▶ **YOUR TASKS**
1. List every heading in the spam filtering lab page, in the order they appear.
2. Translate this sentence from the spam filtering lab page into Spanish: "The ling-spam corpus contains e-mails from the Linguist mailing list categorized as either legitimate or spam emails."

# EL-GY-9133 Machine Learning for Cyber-Security

## Lab 2: E-mail Spam Filtering

#### Name: Varuni Buereddy
#### Net-ID: vb2386


### Overview
In this lab, you will design an e-mail spam filter using a Naïve Bayes and SVM based classification on the ling-spam dataset. You will explore the impact of feature selection and compare the performance of different variants of an NB classifier and also implement your own SVM based classifier. (Note: You may use the scikitt learn classifiers to only compare the accuracy of their model to yours).

### Dataset
The ling-spam corpus contains e-mails from the Linguist mailing list categorized as either legitimate or spam emails. The corpus is divided into four sub-folders that contain the same emails that are pre-processed with/without lemmatization and with/without stop-word removal. The e-mails in each sub-folder partitioned into 10 "folds."

▶ **DATA LINES**
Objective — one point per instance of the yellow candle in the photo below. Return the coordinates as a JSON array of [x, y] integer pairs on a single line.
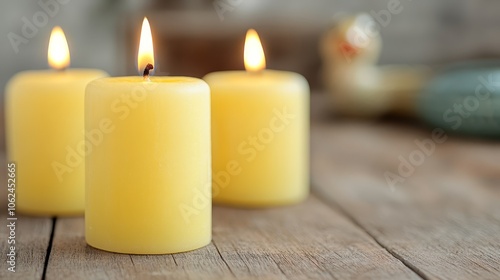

▶ **FULL SOLUTIONS**
1.
- EL-GY-9133 Machine Learning for Cyber-Security
- Lab 2: E-mail Spam Filtering
- Name: Varuni Buereddy
- Net-ID: vb2386
- Overview
- Dataset

2. El corpus ling-spam contiene correos electrónicos de la lista de correo Linguist, clasificados como legítimos o como spam.